Exercise requirements. Look through the entries below for the line that contains "Can you find the truck headlight", then set down that line and each one after it exactly, through the last.

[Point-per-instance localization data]
BEGIN

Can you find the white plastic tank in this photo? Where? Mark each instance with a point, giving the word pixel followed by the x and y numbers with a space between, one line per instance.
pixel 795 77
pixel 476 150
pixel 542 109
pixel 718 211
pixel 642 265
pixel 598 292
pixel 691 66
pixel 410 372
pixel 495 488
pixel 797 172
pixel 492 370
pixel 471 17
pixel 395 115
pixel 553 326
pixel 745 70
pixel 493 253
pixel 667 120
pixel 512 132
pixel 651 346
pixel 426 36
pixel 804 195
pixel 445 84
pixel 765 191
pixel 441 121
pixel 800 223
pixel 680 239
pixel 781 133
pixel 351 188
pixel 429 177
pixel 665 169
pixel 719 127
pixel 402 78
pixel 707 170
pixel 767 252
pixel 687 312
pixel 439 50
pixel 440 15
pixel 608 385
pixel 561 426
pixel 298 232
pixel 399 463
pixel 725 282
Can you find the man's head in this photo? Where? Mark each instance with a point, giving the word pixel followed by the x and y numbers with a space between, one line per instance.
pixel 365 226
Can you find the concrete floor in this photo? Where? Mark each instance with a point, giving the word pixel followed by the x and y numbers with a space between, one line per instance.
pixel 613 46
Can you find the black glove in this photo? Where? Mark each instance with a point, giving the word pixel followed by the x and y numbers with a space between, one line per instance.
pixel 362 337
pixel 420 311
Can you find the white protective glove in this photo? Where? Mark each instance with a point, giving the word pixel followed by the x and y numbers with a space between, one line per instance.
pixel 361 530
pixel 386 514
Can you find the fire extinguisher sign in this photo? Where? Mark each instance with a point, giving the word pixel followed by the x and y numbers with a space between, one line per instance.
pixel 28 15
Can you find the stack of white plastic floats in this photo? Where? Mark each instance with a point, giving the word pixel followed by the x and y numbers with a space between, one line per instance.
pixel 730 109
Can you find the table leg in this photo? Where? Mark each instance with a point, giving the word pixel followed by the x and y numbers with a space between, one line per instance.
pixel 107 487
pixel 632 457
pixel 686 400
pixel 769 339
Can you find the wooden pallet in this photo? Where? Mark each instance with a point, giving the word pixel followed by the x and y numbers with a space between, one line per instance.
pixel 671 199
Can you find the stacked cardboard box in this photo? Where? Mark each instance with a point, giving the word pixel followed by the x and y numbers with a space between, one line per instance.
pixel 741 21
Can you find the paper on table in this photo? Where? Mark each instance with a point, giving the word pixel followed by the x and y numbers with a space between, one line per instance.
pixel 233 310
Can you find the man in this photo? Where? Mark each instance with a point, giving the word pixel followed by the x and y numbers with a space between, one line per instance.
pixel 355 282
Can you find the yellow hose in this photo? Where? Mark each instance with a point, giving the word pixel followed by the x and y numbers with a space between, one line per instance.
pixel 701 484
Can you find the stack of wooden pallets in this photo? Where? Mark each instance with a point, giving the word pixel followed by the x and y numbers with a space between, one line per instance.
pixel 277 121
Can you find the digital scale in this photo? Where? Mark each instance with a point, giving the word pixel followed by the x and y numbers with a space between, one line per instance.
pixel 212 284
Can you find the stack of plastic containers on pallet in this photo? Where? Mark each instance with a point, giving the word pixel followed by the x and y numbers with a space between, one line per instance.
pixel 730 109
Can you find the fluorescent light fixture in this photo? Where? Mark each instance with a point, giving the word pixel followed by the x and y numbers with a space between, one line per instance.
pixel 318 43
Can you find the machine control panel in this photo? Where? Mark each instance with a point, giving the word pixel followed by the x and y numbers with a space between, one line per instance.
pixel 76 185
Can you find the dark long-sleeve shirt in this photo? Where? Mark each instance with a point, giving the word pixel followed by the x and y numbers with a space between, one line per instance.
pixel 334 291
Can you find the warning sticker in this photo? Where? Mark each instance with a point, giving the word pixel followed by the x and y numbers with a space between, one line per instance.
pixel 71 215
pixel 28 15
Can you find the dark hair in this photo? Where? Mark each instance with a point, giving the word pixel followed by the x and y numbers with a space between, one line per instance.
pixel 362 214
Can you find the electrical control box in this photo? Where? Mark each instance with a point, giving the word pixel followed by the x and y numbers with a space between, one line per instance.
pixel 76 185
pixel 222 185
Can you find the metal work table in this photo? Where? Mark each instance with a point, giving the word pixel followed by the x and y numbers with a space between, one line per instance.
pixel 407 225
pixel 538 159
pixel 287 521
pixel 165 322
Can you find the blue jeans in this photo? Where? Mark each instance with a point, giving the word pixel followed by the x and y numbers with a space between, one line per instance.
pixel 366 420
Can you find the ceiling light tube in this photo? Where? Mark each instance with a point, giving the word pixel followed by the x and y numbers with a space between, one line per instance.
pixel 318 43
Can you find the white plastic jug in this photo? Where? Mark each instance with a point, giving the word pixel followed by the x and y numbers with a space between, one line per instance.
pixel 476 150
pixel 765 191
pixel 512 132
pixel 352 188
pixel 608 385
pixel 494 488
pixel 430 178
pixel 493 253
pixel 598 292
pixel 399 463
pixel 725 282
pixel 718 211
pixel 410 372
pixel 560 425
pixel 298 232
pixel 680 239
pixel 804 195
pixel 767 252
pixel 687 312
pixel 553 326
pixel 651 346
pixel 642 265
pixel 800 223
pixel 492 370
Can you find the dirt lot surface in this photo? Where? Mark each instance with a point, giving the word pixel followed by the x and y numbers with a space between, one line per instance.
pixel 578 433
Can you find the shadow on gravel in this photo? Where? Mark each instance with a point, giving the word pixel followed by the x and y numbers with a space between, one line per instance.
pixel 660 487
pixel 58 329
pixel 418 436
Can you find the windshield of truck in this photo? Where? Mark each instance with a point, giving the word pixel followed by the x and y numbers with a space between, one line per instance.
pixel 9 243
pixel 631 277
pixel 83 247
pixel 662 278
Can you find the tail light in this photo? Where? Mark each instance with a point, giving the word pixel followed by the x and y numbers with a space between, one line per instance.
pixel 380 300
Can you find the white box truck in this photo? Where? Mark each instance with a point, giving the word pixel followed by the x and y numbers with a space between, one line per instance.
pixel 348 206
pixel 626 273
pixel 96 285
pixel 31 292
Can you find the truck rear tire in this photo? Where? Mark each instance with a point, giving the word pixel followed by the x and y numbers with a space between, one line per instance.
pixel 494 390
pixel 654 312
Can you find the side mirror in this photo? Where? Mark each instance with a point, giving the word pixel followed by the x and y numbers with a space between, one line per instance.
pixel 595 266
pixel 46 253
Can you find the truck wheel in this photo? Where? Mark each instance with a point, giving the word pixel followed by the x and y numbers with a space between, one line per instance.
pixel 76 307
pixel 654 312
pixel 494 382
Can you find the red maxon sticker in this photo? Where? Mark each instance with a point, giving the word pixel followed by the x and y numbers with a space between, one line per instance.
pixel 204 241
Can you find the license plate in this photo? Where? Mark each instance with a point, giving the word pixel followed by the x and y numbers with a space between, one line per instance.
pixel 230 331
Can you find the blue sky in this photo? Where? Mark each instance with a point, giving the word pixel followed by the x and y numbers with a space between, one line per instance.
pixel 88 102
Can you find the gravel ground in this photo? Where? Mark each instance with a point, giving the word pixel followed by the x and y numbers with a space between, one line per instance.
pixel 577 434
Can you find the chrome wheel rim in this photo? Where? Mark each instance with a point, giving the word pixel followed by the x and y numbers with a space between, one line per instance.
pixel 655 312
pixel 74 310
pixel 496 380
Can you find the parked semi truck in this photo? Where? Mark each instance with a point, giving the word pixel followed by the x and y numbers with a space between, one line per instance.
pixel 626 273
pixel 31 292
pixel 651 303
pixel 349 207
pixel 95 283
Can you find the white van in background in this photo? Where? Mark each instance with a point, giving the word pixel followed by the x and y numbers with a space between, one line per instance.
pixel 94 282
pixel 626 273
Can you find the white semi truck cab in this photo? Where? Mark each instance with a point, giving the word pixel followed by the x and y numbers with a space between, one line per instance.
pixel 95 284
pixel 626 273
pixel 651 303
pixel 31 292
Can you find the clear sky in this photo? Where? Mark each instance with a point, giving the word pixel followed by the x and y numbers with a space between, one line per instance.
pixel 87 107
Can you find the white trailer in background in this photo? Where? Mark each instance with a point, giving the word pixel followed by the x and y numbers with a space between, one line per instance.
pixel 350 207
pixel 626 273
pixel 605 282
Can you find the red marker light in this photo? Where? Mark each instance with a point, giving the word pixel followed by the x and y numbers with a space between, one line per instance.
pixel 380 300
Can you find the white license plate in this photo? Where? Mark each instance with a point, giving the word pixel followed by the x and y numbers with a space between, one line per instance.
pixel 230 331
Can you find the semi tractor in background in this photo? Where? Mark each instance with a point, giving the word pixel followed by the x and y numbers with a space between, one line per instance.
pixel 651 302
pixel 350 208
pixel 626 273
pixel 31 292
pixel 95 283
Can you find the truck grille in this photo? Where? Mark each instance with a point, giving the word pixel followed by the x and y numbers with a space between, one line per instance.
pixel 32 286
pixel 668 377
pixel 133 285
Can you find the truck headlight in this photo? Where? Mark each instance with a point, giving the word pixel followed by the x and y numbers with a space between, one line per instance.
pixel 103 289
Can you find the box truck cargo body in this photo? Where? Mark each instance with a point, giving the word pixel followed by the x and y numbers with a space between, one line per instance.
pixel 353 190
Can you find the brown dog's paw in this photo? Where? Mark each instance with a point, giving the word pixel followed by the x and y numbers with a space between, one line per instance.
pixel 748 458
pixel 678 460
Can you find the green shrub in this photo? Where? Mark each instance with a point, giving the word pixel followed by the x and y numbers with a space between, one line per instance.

END

Response area.
Can you find the truck headlight in this photo? Where? Mark each instance with a point, giving the word pixel followed by the x and y numbers with a space between, one line per instance.
pixel 103 289
Can you find the box truck cargo body in this photo? Where? Mark each instance with a point, giving the word pixel followed by the x and y numbers with a space between, one line per instance.
pixel 353 190
Can you find the brown dog's paw in this photo? Where? Mark each instance with a point, giving the word pixel followed by the x and y numbers with a space between, one line per instance.
pixel 748 458
pixel 678 460
Can you find the green shrub in this photo? Where? Mark each instance with a point, giving the word pixel followed by the x and y numbers with a space between, one line per instance.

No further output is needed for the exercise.